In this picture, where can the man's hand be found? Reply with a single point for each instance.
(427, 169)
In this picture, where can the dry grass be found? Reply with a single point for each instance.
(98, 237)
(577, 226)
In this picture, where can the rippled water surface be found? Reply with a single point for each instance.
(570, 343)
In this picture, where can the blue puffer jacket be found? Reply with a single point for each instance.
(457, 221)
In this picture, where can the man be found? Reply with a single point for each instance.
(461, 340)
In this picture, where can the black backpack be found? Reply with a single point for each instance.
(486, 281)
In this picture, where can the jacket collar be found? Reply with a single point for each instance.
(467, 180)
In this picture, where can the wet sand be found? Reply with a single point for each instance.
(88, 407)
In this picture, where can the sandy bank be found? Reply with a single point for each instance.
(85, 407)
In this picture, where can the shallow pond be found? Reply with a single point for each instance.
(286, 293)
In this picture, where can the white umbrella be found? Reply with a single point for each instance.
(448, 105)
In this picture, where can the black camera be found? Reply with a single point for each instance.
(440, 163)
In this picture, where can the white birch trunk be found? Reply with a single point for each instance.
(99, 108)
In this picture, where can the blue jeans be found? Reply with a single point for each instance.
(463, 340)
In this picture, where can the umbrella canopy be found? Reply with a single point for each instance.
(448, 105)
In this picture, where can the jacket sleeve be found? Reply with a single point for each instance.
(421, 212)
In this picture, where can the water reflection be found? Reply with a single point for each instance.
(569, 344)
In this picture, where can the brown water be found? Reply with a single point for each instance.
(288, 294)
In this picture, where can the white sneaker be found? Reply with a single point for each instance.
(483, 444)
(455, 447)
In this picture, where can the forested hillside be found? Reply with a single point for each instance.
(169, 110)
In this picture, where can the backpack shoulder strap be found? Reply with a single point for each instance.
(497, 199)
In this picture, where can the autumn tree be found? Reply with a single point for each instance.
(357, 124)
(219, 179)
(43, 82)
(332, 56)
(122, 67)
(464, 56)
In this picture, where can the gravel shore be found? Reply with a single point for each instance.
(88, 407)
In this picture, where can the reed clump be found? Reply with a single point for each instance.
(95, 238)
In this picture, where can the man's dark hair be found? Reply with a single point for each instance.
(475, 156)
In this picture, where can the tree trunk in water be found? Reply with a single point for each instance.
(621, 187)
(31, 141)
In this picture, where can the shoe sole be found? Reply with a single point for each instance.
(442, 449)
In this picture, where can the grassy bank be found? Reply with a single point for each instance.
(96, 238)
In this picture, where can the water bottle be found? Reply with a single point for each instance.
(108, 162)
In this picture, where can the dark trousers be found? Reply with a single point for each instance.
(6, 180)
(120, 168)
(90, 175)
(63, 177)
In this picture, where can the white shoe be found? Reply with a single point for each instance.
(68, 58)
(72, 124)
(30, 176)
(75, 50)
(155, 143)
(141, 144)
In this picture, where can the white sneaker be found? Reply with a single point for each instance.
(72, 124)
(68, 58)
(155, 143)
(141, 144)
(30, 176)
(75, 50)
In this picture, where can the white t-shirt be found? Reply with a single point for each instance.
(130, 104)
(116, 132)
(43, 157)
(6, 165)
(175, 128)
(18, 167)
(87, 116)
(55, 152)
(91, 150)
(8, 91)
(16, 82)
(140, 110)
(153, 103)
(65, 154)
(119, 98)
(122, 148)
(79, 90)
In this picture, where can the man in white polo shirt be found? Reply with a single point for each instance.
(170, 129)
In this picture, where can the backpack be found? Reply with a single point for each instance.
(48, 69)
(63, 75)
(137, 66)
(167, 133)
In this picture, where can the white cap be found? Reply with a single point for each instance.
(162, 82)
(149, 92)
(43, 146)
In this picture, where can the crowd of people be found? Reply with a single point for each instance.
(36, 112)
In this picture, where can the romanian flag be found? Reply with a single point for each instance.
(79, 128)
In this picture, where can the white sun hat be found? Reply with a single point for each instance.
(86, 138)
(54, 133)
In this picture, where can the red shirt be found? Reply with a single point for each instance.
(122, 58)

======

#### [The request]
From the preceding material, extract every line exactly.

#### [Task response]
In this picture, where can the man's hand be found? Reply with a single point for each instance.
(427, 169)
In this picture, where can the dry grass be found? Reply with a single point for each instance.
(98, 237)
(577, 226)
In this picture, where can the rippled water surface be found? Reply with a single point for each instance.
(570, 343)
In this picture, where can the blue puffer jacket be found? Reply with a single point for each instance.
(457, 221)
In this picture, where can the man be found? Reply with a single point for each instance.
(461, 340)
In this picture, where can the black backpack be found? Reply with a single point for each instance.
(486, 281)
In this picture, where can the jacket collar be found? Reply with a single point for each instance.
(467, 180)
In this picture, where can the wet sand be found? Reply with a single point for each instance.
(88, 407)
In this picture, where can the sandy bank be found? Reply with a single point for each instance.
(85, 407)
In this picture, where can the shallow pond be found? Reply with a single point for each instance.
(286, 293)
In this picture, where can the white umbrella be found? Reply with a single point for each instance.
(448, 105)
In this picture, where can the black camera be found? Reply with a single point for each instance.
(440, 163)
In this picture, where can the white birch trunk be found? Reply with a single point for each instance.
(99, 108)
In this picture, where can the blue jeans be found? Reply with a single point for each instance.
(463, 340)
In this picture, where can the umbrella canopy be found? Reply with a single point for each instance.
(448, 105)
In this picture, where can the jacket sleeve be found? Reply with a single point for each instance.
(421, 212)
In this picture, where can the water reflection be found? Reply with a single point for each instance.
(569, 344)
In this picture, where can the brown water be found? Reply with a single point for each instance.
(288, 294)
In this picture, where can the white sneaker be found? Reply with a single point for each instance.
(483, 444)
(455, 447)
In this picture, where can the forested hillside be found? Reply with a single point for each instance.
(169, 110)
In this picture, where can the backpack shoulder strap be found? Reply with a single point for each instance.
(497, 199)
In this picture, where can the autumn tree be found? Reply with a single point for each instance.
(357, 124)
(219, 179)
(43, 82)
(332, 56)
(122, 67)
(464, 56)
In this picture, where can the gravel shore be found? Reply with a single point for each instance.
(88, 407)
In this picture, where can the reed clump be found? Reply with a single point for each instance.
(95, 238)
In this picture, where can the man's dark hair be found? Reply with a single point for each instance.
(475, 156)
In this picture, where can the tree trunk in water be found? Reply with a single point for each instance.
(621, 187)
(31, 141)
In this picture, where can the shoe sole be found? Reply with a single point for each instance.
(442, 449)
In this picture, where can the grassy bank be found? Reply with a single point for each instance.
(96, 238)
In this picture, where can the water bottle be found? Reply with a single point for each instance.
(108, 162)
In this picture, where can the dark trousers be found? Reply with a single point for each instance.
(6, 180)
(120, 168)
(90, 175)
(63, 177)
In this picture, where can the white shoe be found? Reply with a single point for each instance.
(68, 58)
(72, 124)
(30, 176)
(75, 50)
(155, 143)
(141, 144)
In this picture, where can the white sneaker be found? Reply with a single point for each instance.
(72, 124)
(68, 58)
(155, 143)
(141, 144)
(30, 176)
(75, 50)
In this picture, where can the white t-shirt be found? Reply with a single point for each instance.
(130, 104)
(116, 132)
(43, 157)
(6, 165)
(175, 128)
(18, 167)
(87, 116)
(55, 152)
(91, 150)
(8, 91)
(16, 82)
(140, 110)
(153, 103)
(65, 154)
(119, 98)
(122, 148)
(79, 90)
In this picture, where can the man in white polo shirt be found? Reply with a single point for each instance.
(170, 129)
In this picture, where can the backpack be found? Reply with a single point for each instance.
(48, 69)
(63, 75)
(137, 66)
(167, 133)
In this picture, where can the white cap be found? Reply with a single point for each instance.
(162, 82)
(149, 92)
(43, 146)
In this picture, where can the crowd of people be found? Reply with a single point for each instance.
(36, 112)
In this picture, where can the romanian flag be found? Reply with a single point for each instance.
(79, 128)
In this picture, where can the white sun hat be found? Reply with a single point for each instance.
(86, 138)
(54, 133)
In this picture, where can the red shirt be found? Reply with a single point for each instance.
(122, 58)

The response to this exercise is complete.